Do the problems of contention arise when searching over a large time range involving many indices and hence many shards?
How does searching many small indices compare to searching one large one?
I should mention that in our particular case, there is only one ES node though of course generally applicable answers will be more useful to SO readers.

It's very difficult to spit out general best practices and guidelines when it comes to cluster sizing as it depends on so many factors. If you ask five ES experts, you'll get ten different answers.
After several years of tinkering and fiddling around ES, I've found out that what works best for me is always to start small (one node, how many indices your app needs and one shard per index), load a representative data set (ideally your full data set) and load test to death. Your load testing scenarii should represent the real maximum load you're experiencing (or expecting) in your production environment during peak hours.

### Short problem 1
Count the lines in the entries that contain the word "window". Reply with only that number.
The Elasticsearch discussion and the entries come from unrelated sources.

### Records from a collection
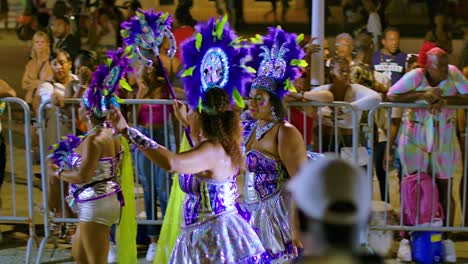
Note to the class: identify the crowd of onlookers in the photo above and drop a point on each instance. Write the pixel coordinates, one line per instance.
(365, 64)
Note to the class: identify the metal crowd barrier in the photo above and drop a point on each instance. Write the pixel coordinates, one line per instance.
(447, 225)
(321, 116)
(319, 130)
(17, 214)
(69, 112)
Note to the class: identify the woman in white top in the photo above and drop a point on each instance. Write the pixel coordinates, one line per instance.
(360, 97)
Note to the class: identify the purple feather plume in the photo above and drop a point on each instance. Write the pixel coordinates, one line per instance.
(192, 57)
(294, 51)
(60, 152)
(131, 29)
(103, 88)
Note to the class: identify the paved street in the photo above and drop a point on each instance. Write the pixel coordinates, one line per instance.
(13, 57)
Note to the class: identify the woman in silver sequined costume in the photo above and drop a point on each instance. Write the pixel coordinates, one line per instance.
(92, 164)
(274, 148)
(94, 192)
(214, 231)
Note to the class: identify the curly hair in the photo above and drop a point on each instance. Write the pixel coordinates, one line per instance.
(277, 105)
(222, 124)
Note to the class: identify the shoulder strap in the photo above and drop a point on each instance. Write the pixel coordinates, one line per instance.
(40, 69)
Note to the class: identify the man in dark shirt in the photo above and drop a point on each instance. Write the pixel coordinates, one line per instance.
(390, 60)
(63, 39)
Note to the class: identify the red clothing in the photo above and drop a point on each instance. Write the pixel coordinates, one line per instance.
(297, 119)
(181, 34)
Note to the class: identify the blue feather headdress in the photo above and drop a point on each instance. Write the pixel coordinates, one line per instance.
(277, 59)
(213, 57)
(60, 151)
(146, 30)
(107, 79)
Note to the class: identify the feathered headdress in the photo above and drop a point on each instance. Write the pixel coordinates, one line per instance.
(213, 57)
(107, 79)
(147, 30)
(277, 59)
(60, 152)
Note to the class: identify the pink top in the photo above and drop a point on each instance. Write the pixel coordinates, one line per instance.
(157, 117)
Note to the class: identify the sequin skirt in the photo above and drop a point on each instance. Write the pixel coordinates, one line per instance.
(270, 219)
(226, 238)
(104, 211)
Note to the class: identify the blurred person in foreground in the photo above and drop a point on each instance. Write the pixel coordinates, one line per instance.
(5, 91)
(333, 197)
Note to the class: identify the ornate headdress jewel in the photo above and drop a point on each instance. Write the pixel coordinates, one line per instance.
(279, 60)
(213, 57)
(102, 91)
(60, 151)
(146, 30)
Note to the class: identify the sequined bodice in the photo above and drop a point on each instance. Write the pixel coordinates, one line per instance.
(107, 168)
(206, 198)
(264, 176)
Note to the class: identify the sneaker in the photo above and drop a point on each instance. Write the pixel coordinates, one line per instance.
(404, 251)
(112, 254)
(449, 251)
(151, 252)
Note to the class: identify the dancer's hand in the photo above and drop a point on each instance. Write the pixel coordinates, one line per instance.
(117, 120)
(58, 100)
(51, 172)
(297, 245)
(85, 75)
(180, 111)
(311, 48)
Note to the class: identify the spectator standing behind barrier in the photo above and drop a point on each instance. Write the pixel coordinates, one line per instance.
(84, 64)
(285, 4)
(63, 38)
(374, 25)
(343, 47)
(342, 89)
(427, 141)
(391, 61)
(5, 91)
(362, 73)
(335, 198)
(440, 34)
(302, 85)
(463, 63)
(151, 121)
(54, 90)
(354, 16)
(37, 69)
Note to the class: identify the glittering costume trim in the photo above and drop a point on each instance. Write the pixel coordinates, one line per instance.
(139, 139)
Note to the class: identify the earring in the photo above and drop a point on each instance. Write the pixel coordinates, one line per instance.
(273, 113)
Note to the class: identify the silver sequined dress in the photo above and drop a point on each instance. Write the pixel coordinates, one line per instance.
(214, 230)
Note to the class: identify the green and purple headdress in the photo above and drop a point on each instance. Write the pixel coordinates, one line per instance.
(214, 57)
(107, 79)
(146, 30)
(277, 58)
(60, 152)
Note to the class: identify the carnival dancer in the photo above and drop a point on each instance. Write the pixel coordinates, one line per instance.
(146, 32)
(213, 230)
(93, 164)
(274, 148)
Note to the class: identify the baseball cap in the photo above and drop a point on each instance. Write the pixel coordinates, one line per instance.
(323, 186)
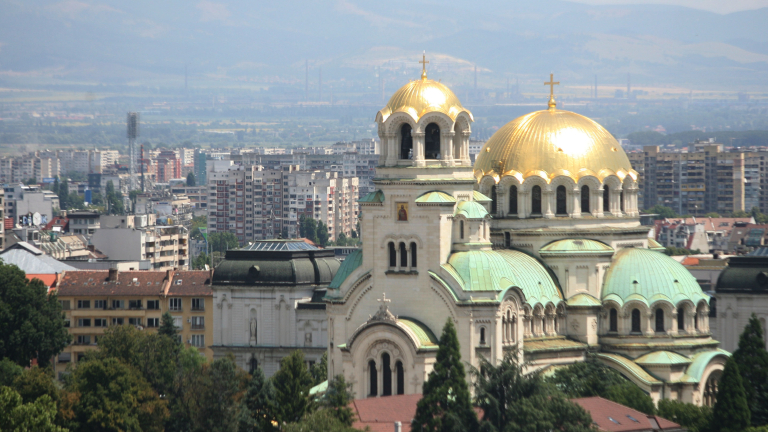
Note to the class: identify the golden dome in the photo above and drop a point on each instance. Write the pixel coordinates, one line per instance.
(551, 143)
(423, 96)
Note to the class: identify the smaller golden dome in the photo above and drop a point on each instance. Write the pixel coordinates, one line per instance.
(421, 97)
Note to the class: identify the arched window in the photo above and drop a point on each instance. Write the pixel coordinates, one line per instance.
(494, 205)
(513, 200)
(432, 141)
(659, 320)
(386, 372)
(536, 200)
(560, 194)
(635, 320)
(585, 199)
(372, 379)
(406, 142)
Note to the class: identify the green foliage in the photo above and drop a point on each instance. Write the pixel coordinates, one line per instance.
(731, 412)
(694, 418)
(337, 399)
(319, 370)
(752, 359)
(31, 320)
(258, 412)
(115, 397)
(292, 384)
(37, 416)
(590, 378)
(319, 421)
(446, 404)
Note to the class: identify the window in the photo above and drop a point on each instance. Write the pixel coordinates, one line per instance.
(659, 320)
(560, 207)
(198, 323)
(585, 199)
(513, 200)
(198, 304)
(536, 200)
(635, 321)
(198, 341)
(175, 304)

### Short problem 2
Return the full Elasticsearch discussion word for word.

### Written reply 1
2

### Written reply 2
Do the problems of contention arise when searching over a large time range involving many indices and hence many shards?
How does searching many small indices compare to searching one large one?
I should mention that in our particular case, there is only one ES node though of course generally applicable answers will be more useful to SO readers.

It's very difficult to spit out general best practices and guidelines when it comes to cluster sizing as it depends on so many factors. If you ask five ES experts, you'll get ten different answers.
After several years of tinkering and fiddling around ES, I've found out that what works best for me is always to start small (one node, how many indices your app needs and one shard per index), load a representative data set (ideally your full data set) and load test to death. Your load testing scenarii should represent the real maximum load you're experiencing (or expecting) in your production environment during peak hours.